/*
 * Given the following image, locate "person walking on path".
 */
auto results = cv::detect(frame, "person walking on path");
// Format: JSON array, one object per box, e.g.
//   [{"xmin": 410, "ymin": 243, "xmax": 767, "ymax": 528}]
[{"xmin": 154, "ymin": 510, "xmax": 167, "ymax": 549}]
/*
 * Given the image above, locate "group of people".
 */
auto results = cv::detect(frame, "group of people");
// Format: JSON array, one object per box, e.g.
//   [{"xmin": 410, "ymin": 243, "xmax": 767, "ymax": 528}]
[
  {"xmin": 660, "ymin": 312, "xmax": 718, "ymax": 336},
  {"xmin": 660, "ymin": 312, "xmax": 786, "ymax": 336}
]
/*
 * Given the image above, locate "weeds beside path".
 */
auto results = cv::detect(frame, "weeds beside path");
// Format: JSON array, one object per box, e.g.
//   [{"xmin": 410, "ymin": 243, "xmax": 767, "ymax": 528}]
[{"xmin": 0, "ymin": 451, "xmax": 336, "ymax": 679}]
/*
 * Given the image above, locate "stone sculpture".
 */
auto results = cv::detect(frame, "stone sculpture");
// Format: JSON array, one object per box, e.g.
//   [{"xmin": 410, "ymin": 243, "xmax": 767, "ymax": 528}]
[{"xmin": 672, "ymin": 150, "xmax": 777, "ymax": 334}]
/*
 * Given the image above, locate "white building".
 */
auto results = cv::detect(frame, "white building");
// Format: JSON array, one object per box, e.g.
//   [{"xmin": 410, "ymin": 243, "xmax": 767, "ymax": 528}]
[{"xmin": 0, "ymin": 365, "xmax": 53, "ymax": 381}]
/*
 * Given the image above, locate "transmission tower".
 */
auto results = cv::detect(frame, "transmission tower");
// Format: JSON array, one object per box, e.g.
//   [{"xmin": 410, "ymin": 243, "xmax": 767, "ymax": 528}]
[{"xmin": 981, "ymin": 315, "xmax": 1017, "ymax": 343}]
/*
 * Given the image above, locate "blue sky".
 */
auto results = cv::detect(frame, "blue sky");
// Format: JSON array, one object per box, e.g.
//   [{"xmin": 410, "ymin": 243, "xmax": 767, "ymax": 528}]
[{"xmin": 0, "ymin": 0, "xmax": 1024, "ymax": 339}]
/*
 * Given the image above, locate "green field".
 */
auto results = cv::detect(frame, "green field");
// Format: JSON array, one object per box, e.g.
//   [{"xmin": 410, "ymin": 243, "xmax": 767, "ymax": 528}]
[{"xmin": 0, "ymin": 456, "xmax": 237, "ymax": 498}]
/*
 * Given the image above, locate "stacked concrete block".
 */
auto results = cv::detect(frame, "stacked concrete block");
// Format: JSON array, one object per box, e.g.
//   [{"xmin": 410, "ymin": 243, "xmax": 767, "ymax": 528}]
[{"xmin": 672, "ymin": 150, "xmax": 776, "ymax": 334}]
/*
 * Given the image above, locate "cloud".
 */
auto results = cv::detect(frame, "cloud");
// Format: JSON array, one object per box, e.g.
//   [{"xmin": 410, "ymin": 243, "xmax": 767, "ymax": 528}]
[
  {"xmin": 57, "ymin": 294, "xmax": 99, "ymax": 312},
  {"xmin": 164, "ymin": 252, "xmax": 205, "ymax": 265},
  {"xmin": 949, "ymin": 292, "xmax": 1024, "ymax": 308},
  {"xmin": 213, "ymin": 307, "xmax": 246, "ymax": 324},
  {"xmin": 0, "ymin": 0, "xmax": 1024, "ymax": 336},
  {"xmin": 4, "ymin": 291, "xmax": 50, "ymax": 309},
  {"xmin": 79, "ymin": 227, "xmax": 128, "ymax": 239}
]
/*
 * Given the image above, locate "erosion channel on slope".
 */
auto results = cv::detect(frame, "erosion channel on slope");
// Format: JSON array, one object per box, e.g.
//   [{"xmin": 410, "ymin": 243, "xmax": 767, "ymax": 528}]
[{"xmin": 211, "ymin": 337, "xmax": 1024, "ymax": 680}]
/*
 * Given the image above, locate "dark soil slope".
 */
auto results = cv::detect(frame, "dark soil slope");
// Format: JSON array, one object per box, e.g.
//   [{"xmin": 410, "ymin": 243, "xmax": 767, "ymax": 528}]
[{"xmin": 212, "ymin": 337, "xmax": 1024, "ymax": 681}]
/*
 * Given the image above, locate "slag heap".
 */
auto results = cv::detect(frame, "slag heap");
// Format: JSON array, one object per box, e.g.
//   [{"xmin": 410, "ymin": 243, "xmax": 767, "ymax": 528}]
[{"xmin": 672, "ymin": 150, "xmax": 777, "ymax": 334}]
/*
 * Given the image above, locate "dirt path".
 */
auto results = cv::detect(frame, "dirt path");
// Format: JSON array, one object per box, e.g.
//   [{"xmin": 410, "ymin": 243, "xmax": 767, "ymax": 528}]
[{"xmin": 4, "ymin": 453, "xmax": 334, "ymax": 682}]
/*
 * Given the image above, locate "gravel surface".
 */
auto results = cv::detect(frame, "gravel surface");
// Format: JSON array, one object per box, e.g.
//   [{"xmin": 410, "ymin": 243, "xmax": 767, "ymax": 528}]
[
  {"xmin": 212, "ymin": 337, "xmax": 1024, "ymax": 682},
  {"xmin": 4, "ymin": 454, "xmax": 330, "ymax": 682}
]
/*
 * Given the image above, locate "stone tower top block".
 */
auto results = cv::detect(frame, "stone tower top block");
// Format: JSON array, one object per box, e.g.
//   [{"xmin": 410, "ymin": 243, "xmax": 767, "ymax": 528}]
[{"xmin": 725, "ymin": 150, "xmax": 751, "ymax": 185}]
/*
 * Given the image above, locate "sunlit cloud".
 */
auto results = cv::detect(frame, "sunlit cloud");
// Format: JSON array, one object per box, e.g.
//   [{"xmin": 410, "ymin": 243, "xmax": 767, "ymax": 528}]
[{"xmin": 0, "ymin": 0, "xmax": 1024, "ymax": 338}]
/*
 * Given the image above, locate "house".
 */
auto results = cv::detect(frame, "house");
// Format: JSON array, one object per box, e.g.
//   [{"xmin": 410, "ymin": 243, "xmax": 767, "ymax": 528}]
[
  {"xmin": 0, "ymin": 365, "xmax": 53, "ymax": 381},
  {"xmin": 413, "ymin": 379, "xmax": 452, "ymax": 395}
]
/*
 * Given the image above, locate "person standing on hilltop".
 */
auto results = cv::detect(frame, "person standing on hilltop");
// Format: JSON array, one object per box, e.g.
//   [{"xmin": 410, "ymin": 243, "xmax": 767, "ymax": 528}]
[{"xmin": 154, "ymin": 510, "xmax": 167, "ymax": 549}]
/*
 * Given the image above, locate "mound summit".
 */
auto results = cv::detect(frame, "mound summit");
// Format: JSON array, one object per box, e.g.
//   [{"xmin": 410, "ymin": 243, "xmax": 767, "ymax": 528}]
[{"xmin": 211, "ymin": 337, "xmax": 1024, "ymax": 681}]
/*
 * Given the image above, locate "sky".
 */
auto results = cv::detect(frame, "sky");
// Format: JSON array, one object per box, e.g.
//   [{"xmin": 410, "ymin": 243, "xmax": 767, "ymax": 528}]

────────────────────

* TASK DETAILS: List each line of the data above that contains the word "person".

* RESPONSE TO THE TASK:
 * Given the following image, locate "person walking on path".
auto results = cv::detect(frame, "person walking on path");
 * Given the image above, locate "person standing on hilltop".
auto results = cv::detect(frame, "person standing on hilltop");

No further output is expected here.